> _EXERCISE_
All entries are to be transcribed verbatim, but images are not carried over.

┌──

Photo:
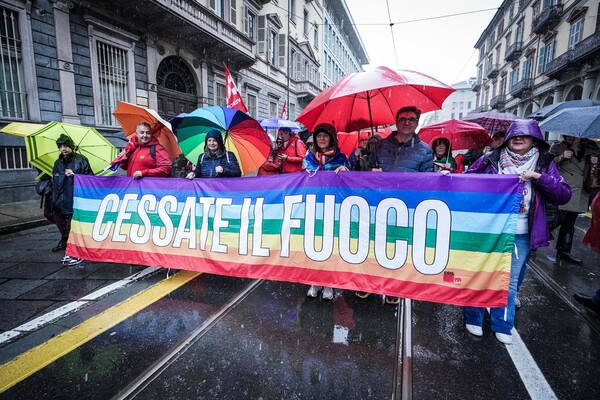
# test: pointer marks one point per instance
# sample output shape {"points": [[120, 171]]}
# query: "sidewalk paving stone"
{"points": [[14, 288], [31, 270], [15, 313], [68, 290]]}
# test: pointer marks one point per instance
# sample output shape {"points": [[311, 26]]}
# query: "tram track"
{"points": [[155, 370], [565, 296]]}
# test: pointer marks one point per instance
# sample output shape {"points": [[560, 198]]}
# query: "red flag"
{"points": [[283, 113], [234, 99]]}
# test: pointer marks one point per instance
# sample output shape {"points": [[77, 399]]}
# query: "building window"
{"points": [[268, 41], [13, 103], [250, 24], [575, 35], [113, 80], [113, 72], [527, 67], [251, 104], [306, 25], [514, 77], [546, 55], [220, 95], [273, 47], [13, 158], [292, 11], [226, 9]]}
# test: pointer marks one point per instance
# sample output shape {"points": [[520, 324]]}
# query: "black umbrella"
{"points": [[547, 111], [577, 122]]}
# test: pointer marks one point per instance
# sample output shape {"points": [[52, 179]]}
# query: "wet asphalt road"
{"points": [[228, 338]]}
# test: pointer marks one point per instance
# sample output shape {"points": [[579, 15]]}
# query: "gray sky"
{"points": [[440, 47]]}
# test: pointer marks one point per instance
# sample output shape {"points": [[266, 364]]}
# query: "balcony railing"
{"points": [[589, 46], [492, 70], [521, 88], [547, 20], [482, 108], [307, 90], [557, 66], [514, 51], [497, 102]]}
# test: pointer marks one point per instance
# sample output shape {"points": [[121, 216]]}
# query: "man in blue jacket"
{"points": [[402, 151]]}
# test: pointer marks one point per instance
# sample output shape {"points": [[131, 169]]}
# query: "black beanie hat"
{"points": [[66, 140]]}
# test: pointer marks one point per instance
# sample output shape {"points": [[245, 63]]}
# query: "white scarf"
{"points": [[529, 165]]}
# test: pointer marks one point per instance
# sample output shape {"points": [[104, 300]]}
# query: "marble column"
{"points": [[64, 50]]}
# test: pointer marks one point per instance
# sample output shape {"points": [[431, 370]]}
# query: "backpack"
{"points": [[180, 167], [43, 187]]}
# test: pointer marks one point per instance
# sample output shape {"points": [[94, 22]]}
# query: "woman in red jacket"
{"points": [[145, 156], [292, 152]]}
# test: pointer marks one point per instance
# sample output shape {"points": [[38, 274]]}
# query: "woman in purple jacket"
{"points": [[523, 152]]}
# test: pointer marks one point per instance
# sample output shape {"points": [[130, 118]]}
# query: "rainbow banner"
{"points": [[422, 236]]}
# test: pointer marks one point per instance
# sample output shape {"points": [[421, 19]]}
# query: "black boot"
{"points": [[60, 246], [564, 250]]}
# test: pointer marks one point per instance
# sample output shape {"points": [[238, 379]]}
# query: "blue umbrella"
{"points": [[552, 109], [577, 122], [276, 123]]}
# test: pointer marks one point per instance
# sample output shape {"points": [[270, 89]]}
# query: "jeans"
{"points": [[503, 318]]}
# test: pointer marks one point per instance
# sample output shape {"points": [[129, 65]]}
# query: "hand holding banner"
{"points": [[234, 98]]}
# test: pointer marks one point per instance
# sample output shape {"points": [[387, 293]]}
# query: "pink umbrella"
{"points": [[365, 99], [347, 142], [462, 135]]}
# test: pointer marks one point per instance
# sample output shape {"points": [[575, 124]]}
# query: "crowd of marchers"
{"points": [[551, 175]]}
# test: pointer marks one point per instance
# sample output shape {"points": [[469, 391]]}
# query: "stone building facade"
{"points": [[72, 61], [536, 53]]}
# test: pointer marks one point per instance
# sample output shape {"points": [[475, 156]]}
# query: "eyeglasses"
{"points": [[405, 120]]}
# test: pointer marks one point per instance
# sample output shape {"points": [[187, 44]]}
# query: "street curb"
{"points": [[6, 229]]}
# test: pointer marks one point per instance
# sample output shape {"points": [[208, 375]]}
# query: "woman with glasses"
{"points": [[525, 153], [325, 156], [292, 152]]}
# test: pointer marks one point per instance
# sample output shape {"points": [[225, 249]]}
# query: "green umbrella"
{"points": [[42, 151]]}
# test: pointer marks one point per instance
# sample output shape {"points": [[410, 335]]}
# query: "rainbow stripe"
{"points": [[423, 236]]}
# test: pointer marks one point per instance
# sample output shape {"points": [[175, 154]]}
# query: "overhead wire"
{"points": [[392, 33]]}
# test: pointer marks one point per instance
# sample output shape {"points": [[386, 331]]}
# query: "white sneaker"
{"points": [[474, 329], [327, 293], [504, 338], [517, 302], [313, 291], [75, 261]]}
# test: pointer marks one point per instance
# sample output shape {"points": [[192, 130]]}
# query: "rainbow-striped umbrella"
{"points": [[242, 135]]}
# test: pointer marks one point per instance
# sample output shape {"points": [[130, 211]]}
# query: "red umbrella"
{"points": [[347, 142], [492, 121], [462, 135], [365, 99], [130, 115]]}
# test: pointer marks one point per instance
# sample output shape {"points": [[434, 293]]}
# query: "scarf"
{"points": [[510, 159], [513, 163], [324, 156]]}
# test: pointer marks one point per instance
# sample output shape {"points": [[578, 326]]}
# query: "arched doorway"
{"points": [[176, 87], [549, 100], [575, 93]]}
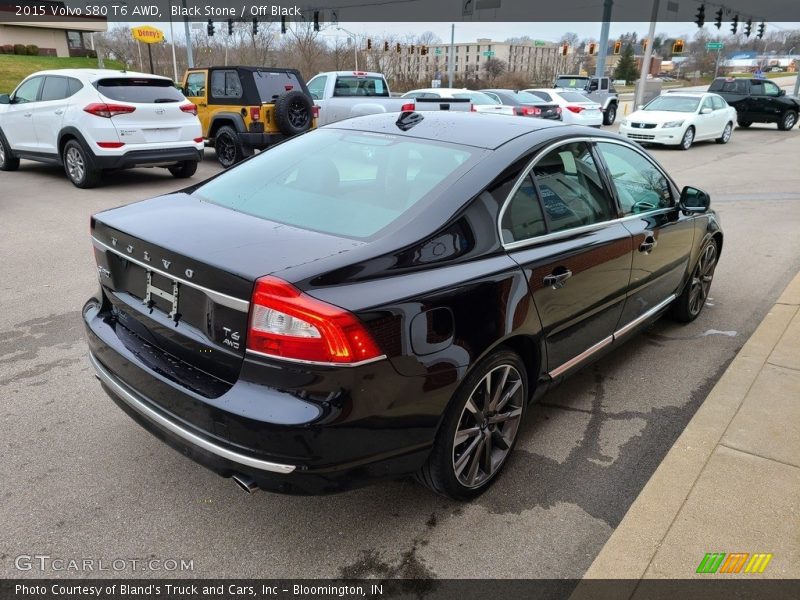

└──

> _SOLUTION TO THIS EXERCISE_
Photo:
# test: pointer marks one point per instance
# sample output shape {"points": [[120, 171]]}
# query: "sidewalk paving stone"
{"points": [[14, 288], [31, 270], [15, 313], [68, 290]]}
# test: pointer marks one point per instance
# sample output shape {"points": [[311, 26]]}
# query: "tram track"
{"points": [[155, 370], [565, 296]]}
# test: pointer marks one point per instance
# sample output shape {"points": [[560, 198]]}
# query: "red flag"
{"points": [[283, 113], [234, 99]]}
# test: pointer marks one point per instance
# sample output shape {"points": [[77, 399]]}
# query: "building window"
{"points": [[268, 41], [13, 103], [250, 24], [575, 35], [113, 80], [113, 72], [527, 67], [251, 104], [306, 25], [514, 77], [546, 55], [220, 95], [273, 47], [13, 158], [292, 11], [226, 9]]}
# test: pointer marks one point per instance
# sample output shape {"points": [[520, 324]]}
# query: "black umbrella"
{"points": [[547, 111], [577, 122]]}
# test: pointer marks one point per instance
# sample output shape {"points": [[52, 179]]}
# query: "wet asphalt road"
{"points": [[228, 338]]}
# test: pointer marks one point per instance
# sample output shape {"points": [[579, 15]]}
# query: "gray sky"
{"points": [[440, 47]]}
# test: pointer marks one point per instance
# sample output shape {"points": [[266, 364]]}
# query: "balcony railing"
{"points": [[589, 46], [492, 70], [521, 88], [547, 20], [482, 108], [307, 90], [557, 66], [514, 51], [497, 102]]}
# test: pointer marks one point per instance
# sample output shape {"points": [[121, 216]]}
# query: "man in blue jacket"
{"points": [[402, 151]]}
# test: pointer marks one point per instance
# sample output shape {"points": [[131, 169]]}
# query: "black beanie hat"
{"points": [[66, 140]]}
# test: pointer marks one point per instance
# sample output shape {"points": [[245, 63]]}
# query: "white scarf"
{"points": [[529, 165]]}
# test: pointer marks one point per instance
# sample output shape {"points": [[104, 300]]}
# query: "marble column"
{"points": [[64, 50]]}
# test: pointer marks one point per instance
# sample output shape {"points": [[431, 370]]}
# query: "backpack"
{"points": [[180, 167], [43, 187]]}
# test: pointer marks one point per instance
# sample output shape {"points": [[94, 22]]}
# query: "woman in red jacket"
{"points": [[145, 156], [292, 152]]}
# test: pointer marks one point per instance
# sample output shape {"points": [[38, 274]]}
# query: "woman in purple jacket"
{"points": [[523, 152]]}
# test: pointer marks one point per instance
# sample output shape {"points": [[130, 118]]}
# query: "rainbow banner"
{"points": [[422, 236]]}
# test: pointer marks one point per instance
# sample output shape {"points": [[421, 19]]}
# query: "black boot"
{"points": [[60, 246], [564, 250]]}
# test: pointer marks one point per instance
# sample output shape {"points": [[238, 379]]}
# query: "blue umbrella"
{"points": [[552, 109], [577, 122], [276, 123]]}
# test: pointer marks one point per instance
# sample output shape {"points": [[270, 89]]}
# query: "jeans"
{"points": [[503, 318]]}
# test: pointer marks one point per instance
# sample output shape {"points": [[129, 65]]}
# query: "hand holding banner"
{"points": [[234, 98]]}
# test: pointer marks one point per instance
# sample output shape {"points": [[387, 293]]}
# query: "pink umbrella"
{"points": [[365, 99], [347, 142], [462, 135]]}
# test: pointer marks one point per instance
# sample output shape {"points": [[575, 124]]}
# query: "crowd of marchers"
{"points": [[551, 175]]}
# test: pointer marks one point per instance
# sample output shape {"points": [[469, 391]]}
# query: "stone building facade"
{"points": [[72, 61], [536, 53]]}
# test: pointer marks one point per instance
# sample output shape {"points": [[475, 156]]}
# query: "eyeglasses"
{"points": [[405, 120]]}
# test: pointer marks one point per instance
# sample output shape {"points": [[187, 44]]}
# query: "street curb"
{"points": [[6, 229]]}
# test: pointer marks one point per instance
# sample output shape {"points": [[208, 375]]}
# query: "woman with glasses"
{"points": [[525, 153], [325, 156], [292, 152]]}
# test: pointer marks one point per instance
# sample output shape {"points": [[225, 249]]}
# query: "green umbrella"
{"points": [[42, 151]]}
# test: pointer marks one point per instance
# sample output shape {"points": [[410, 335]]}
# query: "rainbow stripe"
{"points": [[423, 236]]}
# test: pointer marks one point per instance
# sample output shape {"points": [[175, 154]]}
# query: "overhead wire"
{"points": [[392, 33]]}
# test: pointer marks one point per instance
# sample output shape {"points": [[386, 331]]}
# query: "white sneaker"
{"points": [[474, 329], [327, 293], [504, 338], [517, 302], [313, 291], [75, 261]]}
# test: pointer marks one point per instance
# sample output shape {"points": [[192, 130]]}
# query: "rainbow-striped umbrella"
{"points": [[242, 135]]}
# test: pointer marks one point per instance
# sample output shape {"points": [[130, 211]]}
# query: "red umbrella"
{"points": [[347, 142], [492, 121], [462, 135], [365, 99], [130, 115]]}
# test: pointer marks one point per instance
# sample output shape {"points": [[434, 293]]}
# query: "scarf"
{"points": [[510, 159], [513, 163], [324, 156]]}
# test: pointer marks one point per instance
# sample output shape {"points": [[578, 326]]}
# query: "arched doorway"
{"points": [[176, 87], [549, 100], [575, 93]]}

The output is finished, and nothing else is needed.